Given problem 1> In the forum thread, what is the title of the little book Elli says she has?
Given problem 2> Please duplicate the stretch of the forum thread from "Elli 04-03-2017 10:31" through "in her back.".

Text passage>
__________
Bladewire 04-03-2017 09:58 AM

The room

To me stating that you're entering "a dark room" means you're inside a building where you wouldn't want to light a fire anyway. Also, it's dark but light enough for you to see the oil lamp, newspaper & kindling, and you're not cold. So flip the light switch and light the room, you might be able to see more stuff of interest.

CaptainHowdy 04-03-2017 10:01 AM

You just walk right out of the room.

Devious Angel 04-03-2017 10:05 AM

Nope.
You do know that there are rooms that are not in office buildings, yes?

Imagine you're in a..idk.. cabin in the woods and you only have those things. What do you light up first?

GFED 04-03-2017 10:07 AM

You would light the match first.

Bladewire 04-03-2017 10:09 AM

Quote:

Originally Posted by Devious Angel (Post 21677752)
Nope.
You do know that there are rooms that are not in office buildings, yes?

Imagine you're in a..idk.. cabin in the woods and you only have those things. What do you light up first?

There's no catalyst in the scenario creating the need to light anything. It's the middle of summer in a cabin in the woods, the moon is full and there's enough light in the room to see it's contents (newspaper, oil lamp, kindling).

Devious Angel 04-03-2017 10:10 AM

Quote:

Originally Posted by GFED (Post 21677764)
You would light the match first.

Yeeeeeeeeeeey!!! You are right!

Wanna play another one?

Devious Angel 04-03-2017 10:14 AM

You're a bus driver. At the first stop 4 people get on. At the second stop 8 people get on, at the third stop 2 people get off and, at the forth stop everyone got off. The question is what color are the bus driver's eyes?

GFED 04-03-2017 10:16 AM

Quote:

Originally Posted by Devious Angel (Post 21677782)
You're a bus driver. At the first stop 4 people get on. At the second stop 8 people get on, at the third stop 2 people get off and, at the forth stop everyone got off. The question is what color are the bus driver's eyes?

My eyes are brown.

Devious Angel 04-03-2017 10:29 AM

Quote:

Originally Posted by GFED (Post 21677788)
My eyes are brown.

Ok, Mr Brainy- Brain.. LOL
Let's see if you can solve this one:

A man buys a new car and goes home to tell his girlfriend. He goes the wrong way up a one way street, bumps into seven people, goes on the pavement and takes a shortcut through a public park. He is seen by a policeman but is not arrested. Why?

Elli 04-03-2017 10:31 AM

Oh! I have a little book called Two Minute Mysteries. They are little murder mysteries much like these questions. Endless entertainment, but some are a bit tough to figure out.

Two-Minute Mysteries by Donald J. Sobol ? Reviews, Discussion, Bookclubs, Lists

The Case of the Green Pen

Except for the ambulance attendants, Sheriff Monahan, and Dr. Haledjian there was nobody at the Meadowbrook Bowling Lanes, the only alleys in town, except a young woman sprawled by the front door with a knife in her back.

"The lanes closed at midnight," said the sheriff. "One of my men discovered the body at 4 A.M., and I called you right away."

"Dead about an hour," said Haledjian. "Who was she?"

"Roberta Layne," replied the sheriff. "She just married Theodore Layne, a merchant captain, before he sailed for Hawaii last week. They have a little house on Bleaker Street."
__________
Data section>
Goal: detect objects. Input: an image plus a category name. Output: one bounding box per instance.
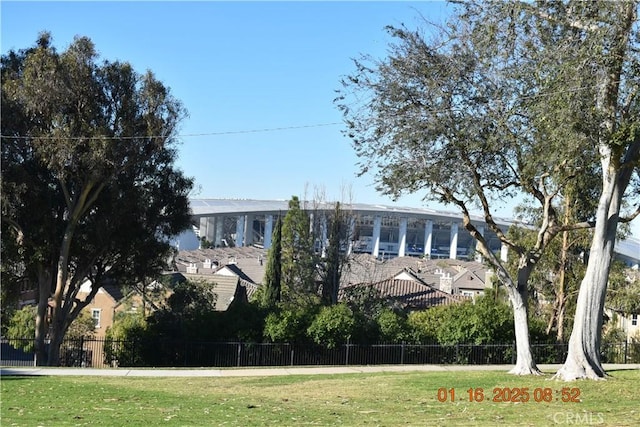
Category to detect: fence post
[289,344,293,366]
[80,335,87,368]
[344,338,349,366]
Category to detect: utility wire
[0,78,632,140]
[0,122,342,140]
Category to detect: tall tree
[262,216,282,308]
[556,1,640,380]
[2,33,192,365]
[321,202,351,305]
[337,2,638,374]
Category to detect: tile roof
[338,279,466,310]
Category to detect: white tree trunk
[554,157,628,381]
[507,280,542,375]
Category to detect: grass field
[0,370,640,427]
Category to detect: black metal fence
[0,339,640,368]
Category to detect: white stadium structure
[176,199,640,269]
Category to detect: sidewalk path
[0,363,640,377]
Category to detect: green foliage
[281,196,318,301]
[264,304,319,343]
[307,304,356,348]
[376,309,410,343]
[259,216,282,307]
[6,305,37,353]
[104,312,150,366]
[407,307,445,344]
[322,202,351,305]
[407,295,514,345]
[0,33,193,364]
[605,262,640,315]
[65,310,96,340]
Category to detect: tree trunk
[555,196,618,381]
[35,269,51,366]
[554,2,640,381]
[506,257,542,375]
[554,165,626,381]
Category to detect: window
[91,308,102,328]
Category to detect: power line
[0,122,343,140]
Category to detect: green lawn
[0,370,640,427]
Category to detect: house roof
[338,279,466,310]
[186,274,240,311]
[175,246,267,283]
[341,254,487,293]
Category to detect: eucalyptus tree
[544,1,640,380]
[336,2,608,374]
[2,33,192,365]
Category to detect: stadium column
[398,218,408,257]
[500,243,509,262]
[424,219,433,258]
[205,217,216,244]
[347,216,356,255]
[264,215,273,249]
[475,225,484,262]
[198,216,208,248]
[320,214,328,258]
[449,222,458,259]
[371,215,382,258]
[213,215,224,248]
[244,215,255,246]
[236,215,245,247]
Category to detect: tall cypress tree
[262,216,282,307]
[282,196,318,301]
[322,202,346,305]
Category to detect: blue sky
[1,1,458,207]
[0,1,640,237]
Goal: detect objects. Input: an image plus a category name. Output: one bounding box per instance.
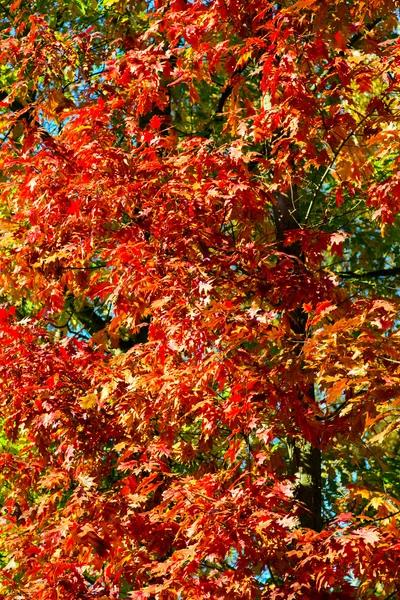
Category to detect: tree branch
[336,267,400,279]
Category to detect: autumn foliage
[0,0,400,600]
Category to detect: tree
[0,0,400,600]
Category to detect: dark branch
[336,267,400,279]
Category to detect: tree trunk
[274,187,322,531]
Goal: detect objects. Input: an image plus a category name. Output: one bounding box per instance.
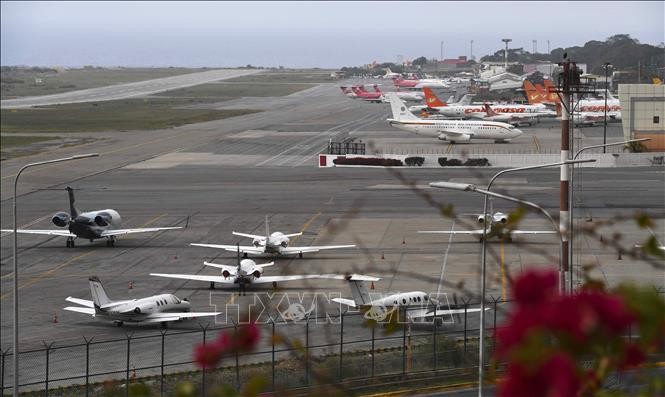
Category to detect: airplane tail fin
[423,87,446,108]
[483,103,497,117]
[524,80,543,105]
[457,94,473,105]
[65,186,79,219]
[349,280,372,307]
[88,276,113,312]
[388,92,420,121]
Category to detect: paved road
[0,69,260,109]
[0,76,665,390]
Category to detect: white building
[619,84,665,152]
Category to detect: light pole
[12,153,99,397]
[501,39,513,72]
[430,159,596,397]
[568,138,651,293]
[603,62,612,153]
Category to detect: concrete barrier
[319,152,665,168]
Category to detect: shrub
[404,157,425,167]
[333,157,404,167]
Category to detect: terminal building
[619,84,665,152]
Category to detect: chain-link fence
[0,300,507,396]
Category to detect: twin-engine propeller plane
[1,186,182,248]
[65,276,220,327]
[190,216,355,258]
[150,246,379,294]
[418,212,557,242]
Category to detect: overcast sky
[0,1,665,68]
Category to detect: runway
[0,77,665,390]
[0,69,259,109]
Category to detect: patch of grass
[0,66,207,99]
[155,83,314,101]
[0,135,60,150]
[0,98,258,133]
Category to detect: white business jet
[65,276,220,327]
[0,186,182,248]
[190,216,355,258]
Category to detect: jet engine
[51,212,72,227]
[439,134,471,142]
[95,212,113,226]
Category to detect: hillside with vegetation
[481,34,665,78]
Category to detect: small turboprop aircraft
[150,246,379,293]
[65,276,220,327]
[418,212,557,242]
[332,278,480,322]
[1,186,182,248]
[190,216,355,258]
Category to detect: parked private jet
[332,278,480,322]
[150,249,379,293]
[418,212,557,242]
[190,216,355,258]
[65,276,220,327]
[387,92,522,143]
[0,186,182,244]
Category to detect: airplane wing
[252,274,380,284]
[280,244,355,255]
[437,128,473,138]
[141,312,222,323]
[150,273,233,284]
[64,306,95,315]
[189,243,264,254]
[101,226,182,237]
[65,296,95,308]
[0,229,76,237]
[233,232,266,240]
[406,307,482,319]
[418,229,482,234]
[203,262,238,275]
[331,298,356,307]
[510,230,558,234]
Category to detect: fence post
[464,300,469,360]
[159,330,167,397]
[339,310,346,381]
[233,321,240,390]
[372,323,378,381]
[83,336,95,397]
[200,323,210,397]
[270,318,275,392]
[125,332,134,397]
[398,307,406,375]
[305,314,309,386]
[0,348,9,396]
[432,305,439,371]
[42,341,54,397]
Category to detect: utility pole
[501,39,513,72]
[559,59,575,291]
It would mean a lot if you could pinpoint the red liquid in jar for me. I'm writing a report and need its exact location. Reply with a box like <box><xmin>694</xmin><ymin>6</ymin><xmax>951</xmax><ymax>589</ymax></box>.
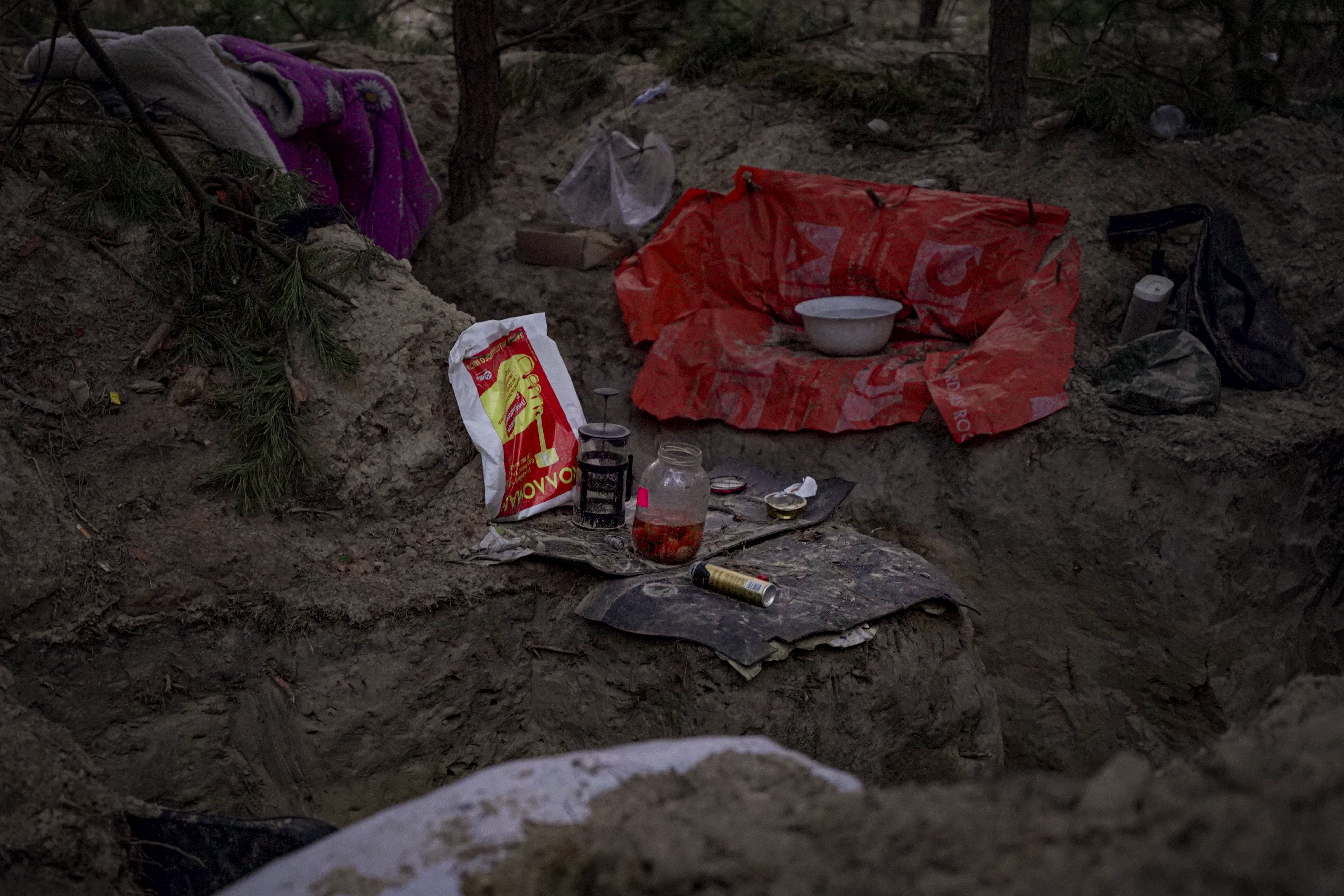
__________
Task output 1> Two Minute Mysteries

Task output 2>
Elli 04-03-2017 10:31 AM

Oh! I have a little book called Two Minute Mysteries. They are little murder mysteries much like these questions. Endless entertainment, but some are a bit tough to figure out.

Two-Minute Mysteries by Donald J. Sobol ? Reviews, Discussion, Bookclubs, Lists

The Case of the Green Pen

Except for the ambulance attendants, Sheriff Monahan, and Dr. Haledjian there was nobody at the Meadowbrook Bowling Lanes, the only alleys in town, except a young woman sprawled by the front door with a knife in her back.